## [HOW TO COMPLETE THIS TASK]
Look below for the line that contains "Can you spot any concrete", then copy it and each following line exactly, through and including the line that contains "the format 346;30;393;352".

## [TASK INPUT]
——————————

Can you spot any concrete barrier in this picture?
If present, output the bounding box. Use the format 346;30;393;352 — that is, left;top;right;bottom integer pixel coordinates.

——————————

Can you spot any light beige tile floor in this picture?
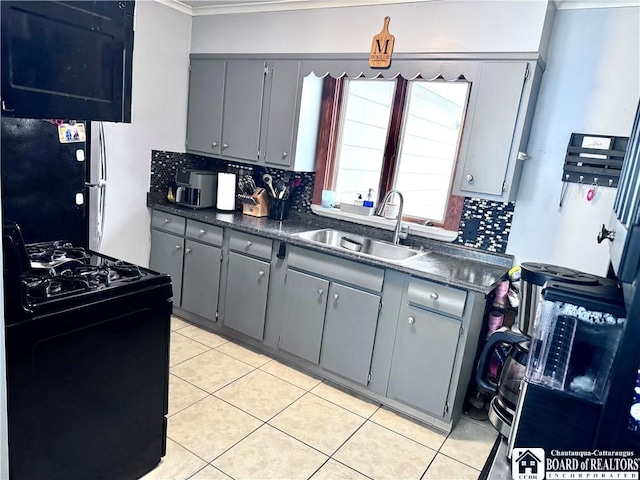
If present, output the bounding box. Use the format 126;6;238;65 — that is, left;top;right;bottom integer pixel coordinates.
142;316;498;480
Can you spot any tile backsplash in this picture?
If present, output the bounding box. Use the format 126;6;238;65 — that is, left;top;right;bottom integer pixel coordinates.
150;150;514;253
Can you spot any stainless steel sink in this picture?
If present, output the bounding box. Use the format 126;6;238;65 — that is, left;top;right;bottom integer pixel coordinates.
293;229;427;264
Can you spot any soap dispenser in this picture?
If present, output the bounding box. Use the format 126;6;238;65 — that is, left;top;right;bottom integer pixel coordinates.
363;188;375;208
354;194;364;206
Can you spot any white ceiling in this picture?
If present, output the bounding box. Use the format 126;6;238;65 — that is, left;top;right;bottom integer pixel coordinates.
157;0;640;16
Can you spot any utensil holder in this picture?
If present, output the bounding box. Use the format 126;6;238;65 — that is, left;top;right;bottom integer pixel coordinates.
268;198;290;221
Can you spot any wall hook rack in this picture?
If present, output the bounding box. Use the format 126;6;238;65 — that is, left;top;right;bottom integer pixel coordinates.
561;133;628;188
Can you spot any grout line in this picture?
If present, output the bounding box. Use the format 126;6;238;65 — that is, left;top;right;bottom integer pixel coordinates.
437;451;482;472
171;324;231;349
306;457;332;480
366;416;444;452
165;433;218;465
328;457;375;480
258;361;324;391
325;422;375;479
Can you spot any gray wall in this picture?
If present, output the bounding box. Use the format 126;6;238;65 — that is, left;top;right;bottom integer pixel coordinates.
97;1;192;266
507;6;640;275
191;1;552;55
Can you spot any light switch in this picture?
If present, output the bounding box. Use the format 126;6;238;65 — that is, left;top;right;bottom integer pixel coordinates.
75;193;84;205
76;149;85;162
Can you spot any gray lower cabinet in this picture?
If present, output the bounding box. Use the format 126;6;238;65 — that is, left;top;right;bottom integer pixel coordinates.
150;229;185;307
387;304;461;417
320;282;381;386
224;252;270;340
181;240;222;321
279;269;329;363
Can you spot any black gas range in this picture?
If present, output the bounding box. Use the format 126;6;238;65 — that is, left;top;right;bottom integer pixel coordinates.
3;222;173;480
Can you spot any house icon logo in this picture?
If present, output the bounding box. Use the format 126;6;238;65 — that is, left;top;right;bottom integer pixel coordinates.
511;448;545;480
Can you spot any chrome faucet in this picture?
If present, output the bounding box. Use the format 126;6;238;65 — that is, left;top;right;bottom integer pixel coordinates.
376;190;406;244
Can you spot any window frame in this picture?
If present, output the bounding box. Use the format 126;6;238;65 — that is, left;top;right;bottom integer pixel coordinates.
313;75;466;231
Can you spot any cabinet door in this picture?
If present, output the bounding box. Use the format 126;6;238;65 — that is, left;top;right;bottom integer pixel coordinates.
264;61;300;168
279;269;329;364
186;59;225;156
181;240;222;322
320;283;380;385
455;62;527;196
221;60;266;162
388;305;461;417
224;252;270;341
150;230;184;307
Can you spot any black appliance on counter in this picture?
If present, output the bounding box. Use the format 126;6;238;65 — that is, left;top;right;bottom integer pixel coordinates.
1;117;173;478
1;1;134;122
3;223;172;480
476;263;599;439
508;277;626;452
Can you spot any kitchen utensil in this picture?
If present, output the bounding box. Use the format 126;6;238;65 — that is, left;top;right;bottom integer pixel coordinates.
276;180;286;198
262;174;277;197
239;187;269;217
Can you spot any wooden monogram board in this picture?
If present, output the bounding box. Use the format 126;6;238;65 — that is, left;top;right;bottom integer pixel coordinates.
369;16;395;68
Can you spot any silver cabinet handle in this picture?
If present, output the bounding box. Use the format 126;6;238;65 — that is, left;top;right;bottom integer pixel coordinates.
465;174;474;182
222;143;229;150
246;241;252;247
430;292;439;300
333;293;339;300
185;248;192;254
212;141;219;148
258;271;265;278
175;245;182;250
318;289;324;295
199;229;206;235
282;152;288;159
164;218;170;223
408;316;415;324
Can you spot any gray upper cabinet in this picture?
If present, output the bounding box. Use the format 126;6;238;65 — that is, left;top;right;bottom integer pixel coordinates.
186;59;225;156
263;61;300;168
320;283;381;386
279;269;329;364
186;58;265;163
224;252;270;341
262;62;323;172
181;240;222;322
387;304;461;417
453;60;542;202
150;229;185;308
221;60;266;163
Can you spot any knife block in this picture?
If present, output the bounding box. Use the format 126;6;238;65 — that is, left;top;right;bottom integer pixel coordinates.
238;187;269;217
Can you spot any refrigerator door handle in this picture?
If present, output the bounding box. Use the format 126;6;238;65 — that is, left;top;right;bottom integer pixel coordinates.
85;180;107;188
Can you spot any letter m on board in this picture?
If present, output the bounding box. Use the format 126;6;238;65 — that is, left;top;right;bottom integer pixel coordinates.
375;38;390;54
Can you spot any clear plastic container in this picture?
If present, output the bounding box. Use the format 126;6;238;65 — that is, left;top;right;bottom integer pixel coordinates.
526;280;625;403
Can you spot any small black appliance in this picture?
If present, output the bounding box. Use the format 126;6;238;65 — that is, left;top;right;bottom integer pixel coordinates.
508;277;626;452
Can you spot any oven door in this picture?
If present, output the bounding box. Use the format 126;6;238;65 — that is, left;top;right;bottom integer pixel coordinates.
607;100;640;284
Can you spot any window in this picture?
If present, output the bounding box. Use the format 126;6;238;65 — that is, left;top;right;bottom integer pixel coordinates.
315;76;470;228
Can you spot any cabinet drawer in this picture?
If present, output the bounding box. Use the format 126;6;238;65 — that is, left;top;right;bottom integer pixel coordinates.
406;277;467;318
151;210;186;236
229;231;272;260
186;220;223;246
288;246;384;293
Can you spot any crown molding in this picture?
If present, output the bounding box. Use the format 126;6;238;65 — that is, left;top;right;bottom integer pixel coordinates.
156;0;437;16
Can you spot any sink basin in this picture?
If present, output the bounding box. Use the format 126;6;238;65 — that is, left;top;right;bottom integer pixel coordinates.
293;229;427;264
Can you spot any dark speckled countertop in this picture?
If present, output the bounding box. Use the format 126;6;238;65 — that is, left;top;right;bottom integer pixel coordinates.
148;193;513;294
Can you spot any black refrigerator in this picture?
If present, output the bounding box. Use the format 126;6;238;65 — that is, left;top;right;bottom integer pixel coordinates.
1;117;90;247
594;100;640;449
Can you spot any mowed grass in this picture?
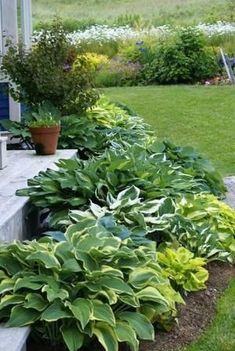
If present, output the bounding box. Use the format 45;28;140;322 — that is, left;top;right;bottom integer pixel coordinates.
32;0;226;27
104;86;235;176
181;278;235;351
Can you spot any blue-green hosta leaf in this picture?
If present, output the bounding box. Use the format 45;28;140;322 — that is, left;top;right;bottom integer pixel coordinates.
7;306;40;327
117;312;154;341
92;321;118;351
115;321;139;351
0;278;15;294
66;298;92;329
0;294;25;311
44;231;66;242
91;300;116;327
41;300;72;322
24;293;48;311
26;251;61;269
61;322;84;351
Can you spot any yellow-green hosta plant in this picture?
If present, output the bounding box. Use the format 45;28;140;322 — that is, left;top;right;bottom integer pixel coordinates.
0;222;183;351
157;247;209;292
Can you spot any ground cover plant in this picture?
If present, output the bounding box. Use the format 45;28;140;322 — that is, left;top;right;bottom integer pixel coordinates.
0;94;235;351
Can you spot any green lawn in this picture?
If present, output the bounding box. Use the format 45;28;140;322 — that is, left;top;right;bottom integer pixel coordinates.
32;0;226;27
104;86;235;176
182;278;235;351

——————————

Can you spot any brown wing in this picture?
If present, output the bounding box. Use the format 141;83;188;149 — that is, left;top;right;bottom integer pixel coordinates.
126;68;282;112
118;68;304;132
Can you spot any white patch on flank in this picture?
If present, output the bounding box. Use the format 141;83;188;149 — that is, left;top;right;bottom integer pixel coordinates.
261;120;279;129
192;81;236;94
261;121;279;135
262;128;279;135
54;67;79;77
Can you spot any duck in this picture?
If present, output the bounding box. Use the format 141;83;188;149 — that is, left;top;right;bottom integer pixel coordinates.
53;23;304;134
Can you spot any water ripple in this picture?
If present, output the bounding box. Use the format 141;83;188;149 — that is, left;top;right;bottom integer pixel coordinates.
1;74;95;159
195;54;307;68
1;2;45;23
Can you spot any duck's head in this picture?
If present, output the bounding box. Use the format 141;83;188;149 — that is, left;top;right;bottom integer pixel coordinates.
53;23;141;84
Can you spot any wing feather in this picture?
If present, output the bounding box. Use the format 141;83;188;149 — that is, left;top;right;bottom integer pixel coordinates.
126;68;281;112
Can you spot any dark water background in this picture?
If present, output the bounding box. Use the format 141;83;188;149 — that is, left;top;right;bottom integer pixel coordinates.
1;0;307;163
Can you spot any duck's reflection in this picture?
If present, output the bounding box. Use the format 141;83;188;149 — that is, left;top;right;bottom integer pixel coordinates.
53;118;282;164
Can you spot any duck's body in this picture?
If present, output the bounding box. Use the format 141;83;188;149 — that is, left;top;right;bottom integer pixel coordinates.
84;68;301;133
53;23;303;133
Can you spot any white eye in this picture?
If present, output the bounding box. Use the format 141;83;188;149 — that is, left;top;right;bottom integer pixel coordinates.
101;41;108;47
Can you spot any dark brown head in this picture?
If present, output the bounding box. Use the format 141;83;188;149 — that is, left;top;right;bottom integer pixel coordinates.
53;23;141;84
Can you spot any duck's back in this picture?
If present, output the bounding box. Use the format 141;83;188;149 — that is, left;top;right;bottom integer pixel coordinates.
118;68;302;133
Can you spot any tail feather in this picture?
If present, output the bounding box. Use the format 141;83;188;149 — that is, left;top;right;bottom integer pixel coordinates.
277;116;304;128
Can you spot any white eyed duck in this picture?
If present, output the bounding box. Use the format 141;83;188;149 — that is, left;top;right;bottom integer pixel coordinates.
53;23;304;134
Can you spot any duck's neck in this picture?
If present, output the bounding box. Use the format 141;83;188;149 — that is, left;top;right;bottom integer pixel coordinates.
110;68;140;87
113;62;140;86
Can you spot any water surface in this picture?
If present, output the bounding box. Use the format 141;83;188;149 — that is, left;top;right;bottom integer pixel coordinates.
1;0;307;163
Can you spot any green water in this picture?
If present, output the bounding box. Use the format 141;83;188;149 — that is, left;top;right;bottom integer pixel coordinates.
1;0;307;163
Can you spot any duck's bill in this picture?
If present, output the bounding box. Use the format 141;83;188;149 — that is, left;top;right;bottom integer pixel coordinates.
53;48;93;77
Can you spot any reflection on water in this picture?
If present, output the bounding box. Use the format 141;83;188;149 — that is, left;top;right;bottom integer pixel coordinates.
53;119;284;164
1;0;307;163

——————————

## [RESULT]
Can you spot any concrete barrier in this picture?
If present, output the bounding box. Use the format 346;30;393;352 — that is, left;top;right;bottom integer pixel coordinates.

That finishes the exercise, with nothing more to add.